Restituez mot pour mot le passage du texte sur l'hypothèse de Gaïa qui va de « Cette semaine, j’ai » jusqu'à « et des titans. ».

TEXTE PRÉSENTÉ —
════════════════

Cette semaine, j’ai pensé aux écrits de l’écologiste britannique James Lovelock, à qui on doit la popularisation de l’« hypothèse de Gaïa ». En 1970, ce climatologue et écologiste avant l’heure réactualisa le concept de Gaïa, qui était déjà présent dans la mythologie grecque. Gaïa, c’était la déesse Terre. Une superdivinité qu’on disait mère des dieux et des titans.

Dans la vision actualisée de Lovelock, la Terre et sa biosphère représentent un système physiologique dynamique qui favorise et maintient la vie sur notre planète depuis plus de 3 milliards d’années. Bien que Lovelock ne lui attribue ni émotion ou intelligence, dans son hypothèse, notre Terre mère est assimilée à une entité vivante, un superorganisme doué d’une capacité d’autorégulation. Pour garder cet équilibre indispensable à l’épanouissement de sa biodiversité constitutive, Gaïa doit constamment travailler à tempérer la chaleur provenant du Soleil à une intensité compatible avec la vie. Elle y arrive en misant sur le pouvoir thermorégulateur des nuages, des glaciers, des calottes polaires, mais aussi des océans et des forêts qui recouvrent une grande partie de sa surface. Malheureusement, depuis quelques décennies, confrontée en permanence à de violentes attaques de ses enfants terribles, et de plus en plus nombreux, que nous sommes, Gaïa doit lutter toujours plus fort pour que la composition chimique de son atmosphère reste compatible avec la vie. Ce vivant qu’on sait désormais exister même dans des endroits de la Terre où on ne soupçonnait pas sa présence.

════════════════

Enregistrements bruts —

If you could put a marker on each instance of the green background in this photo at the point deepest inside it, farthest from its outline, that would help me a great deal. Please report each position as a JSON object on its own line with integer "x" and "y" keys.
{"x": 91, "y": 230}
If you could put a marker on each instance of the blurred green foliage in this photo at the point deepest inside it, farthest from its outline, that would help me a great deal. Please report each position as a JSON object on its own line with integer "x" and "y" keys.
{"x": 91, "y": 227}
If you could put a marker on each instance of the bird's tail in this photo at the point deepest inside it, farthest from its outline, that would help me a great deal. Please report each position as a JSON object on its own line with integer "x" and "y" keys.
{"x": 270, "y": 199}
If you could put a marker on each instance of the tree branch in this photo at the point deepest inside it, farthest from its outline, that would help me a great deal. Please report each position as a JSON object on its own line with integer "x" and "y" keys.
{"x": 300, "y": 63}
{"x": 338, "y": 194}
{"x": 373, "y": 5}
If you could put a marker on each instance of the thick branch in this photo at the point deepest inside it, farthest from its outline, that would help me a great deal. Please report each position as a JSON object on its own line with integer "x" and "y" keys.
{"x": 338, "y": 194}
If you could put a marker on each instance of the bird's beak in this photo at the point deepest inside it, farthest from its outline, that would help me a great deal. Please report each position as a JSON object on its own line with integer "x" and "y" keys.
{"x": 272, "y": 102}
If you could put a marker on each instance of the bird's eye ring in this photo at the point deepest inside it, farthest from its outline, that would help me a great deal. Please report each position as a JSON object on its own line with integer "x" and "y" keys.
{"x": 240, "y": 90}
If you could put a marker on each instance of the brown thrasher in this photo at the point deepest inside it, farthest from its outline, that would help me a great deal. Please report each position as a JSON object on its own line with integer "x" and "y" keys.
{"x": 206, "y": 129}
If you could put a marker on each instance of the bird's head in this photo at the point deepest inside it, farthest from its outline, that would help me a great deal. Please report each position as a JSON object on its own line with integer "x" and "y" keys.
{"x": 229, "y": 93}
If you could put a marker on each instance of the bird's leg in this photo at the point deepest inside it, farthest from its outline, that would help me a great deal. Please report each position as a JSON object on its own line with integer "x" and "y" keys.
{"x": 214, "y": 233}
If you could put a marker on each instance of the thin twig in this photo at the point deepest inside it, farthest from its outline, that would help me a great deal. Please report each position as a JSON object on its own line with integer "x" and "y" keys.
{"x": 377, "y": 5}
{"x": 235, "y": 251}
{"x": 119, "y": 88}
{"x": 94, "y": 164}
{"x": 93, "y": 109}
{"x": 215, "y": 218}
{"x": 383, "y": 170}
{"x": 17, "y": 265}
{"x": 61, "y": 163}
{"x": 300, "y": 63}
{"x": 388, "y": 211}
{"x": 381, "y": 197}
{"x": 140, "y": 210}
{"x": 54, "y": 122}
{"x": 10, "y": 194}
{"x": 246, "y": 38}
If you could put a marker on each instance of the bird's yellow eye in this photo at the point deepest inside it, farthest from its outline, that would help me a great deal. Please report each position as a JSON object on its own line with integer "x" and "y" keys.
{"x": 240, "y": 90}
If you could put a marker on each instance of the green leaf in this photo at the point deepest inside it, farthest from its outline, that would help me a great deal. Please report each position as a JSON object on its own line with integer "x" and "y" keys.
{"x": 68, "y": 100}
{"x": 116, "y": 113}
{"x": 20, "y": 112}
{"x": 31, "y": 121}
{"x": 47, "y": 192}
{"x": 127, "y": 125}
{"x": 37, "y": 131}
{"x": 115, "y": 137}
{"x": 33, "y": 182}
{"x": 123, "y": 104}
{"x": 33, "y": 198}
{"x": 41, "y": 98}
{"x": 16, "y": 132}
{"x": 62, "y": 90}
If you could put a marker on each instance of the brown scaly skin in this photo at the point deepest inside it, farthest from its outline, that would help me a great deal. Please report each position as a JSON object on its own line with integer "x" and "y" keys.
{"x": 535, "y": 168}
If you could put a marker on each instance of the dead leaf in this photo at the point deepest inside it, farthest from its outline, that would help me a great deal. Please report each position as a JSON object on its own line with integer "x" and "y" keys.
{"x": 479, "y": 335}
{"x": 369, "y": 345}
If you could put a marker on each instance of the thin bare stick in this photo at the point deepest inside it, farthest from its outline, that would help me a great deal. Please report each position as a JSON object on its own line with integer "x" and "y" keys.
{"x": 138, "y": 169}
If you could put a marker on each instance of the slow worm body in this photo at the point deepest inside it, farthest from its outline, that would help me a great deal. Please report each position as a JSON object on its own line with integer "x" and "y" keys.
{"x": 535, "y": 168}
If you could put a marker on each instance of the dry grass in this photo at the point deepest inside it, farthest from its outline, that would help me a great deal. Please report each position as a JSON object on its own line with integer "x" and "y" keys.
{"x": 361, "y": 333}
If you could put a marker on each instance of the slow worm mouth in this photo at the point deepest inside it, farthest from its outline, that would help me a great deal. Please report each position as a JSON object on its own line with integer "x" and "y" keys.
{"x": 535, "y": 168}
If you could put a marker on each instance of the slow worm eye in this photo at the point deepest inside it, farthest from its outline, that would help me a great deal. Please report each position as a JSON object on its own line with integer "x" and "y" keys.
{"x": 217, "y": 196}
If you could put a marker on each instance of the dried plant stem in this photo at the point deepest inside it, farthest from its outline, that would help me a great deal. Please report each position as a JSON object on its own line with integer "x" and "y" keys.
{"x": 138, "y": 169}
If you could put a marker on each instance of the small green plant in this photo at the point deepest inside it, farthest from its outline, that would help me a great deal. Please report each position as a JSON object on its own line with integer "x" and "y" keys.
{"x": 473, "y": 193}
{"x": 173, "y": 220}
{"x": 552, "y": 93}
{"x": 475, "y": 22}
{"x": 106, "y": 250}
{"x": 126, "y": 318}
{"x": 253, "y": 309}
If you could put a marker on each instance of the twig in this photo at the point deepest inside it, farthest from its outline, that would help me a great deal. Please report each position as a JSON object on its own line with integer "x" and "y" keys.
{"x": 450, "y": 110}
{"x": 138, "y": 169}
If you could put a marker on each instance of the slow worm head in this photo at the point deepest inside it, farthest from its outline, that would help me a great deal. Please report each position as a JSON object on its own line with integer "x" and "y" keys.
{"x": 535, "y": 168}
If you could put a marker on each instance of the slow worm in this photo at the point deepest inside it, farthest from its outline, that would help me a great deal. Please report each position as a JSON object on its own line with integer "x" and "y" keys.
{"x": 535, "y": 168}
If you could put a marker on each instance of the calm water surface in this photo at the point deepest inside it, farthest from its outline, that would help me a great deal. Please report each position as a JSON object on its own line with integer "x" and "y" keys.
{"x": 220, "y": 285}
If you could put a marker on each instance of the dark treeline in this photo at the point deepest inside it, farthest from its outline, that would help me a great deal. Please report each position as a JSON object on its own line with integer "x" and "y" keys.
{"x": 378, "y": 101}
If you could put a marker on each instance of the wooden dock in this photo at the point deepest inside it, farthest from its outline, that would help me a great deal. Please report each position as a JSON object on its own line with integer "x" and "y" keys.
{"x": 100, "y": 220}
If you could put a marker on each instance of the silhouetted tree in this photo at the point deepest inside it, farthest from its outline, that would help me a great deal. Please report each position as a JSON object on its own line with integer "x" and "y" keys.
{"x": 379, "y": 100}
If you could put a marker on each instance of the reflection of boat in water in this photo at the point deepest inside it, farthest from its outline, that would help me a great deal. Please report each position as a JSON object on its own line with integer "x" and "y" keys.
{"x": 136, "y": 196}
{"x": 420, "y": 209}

════════════════

RÉPONSE ATTENDUE —
Cette semaine, j’ai pensé aux écrits de l’écologiste britannique James Lovelock, à qui on doit la popularisation de l’« hypothèse de Gaïa ». En 1970, ce climatologue et écologiste avant l’heure réactualisa le concept de Gaïa, qui était déjà présent dans la mythologie grecque. Gaïa, c’était la déesse Terre. Une superdivinité qu’on disait mère des dieux et des titans.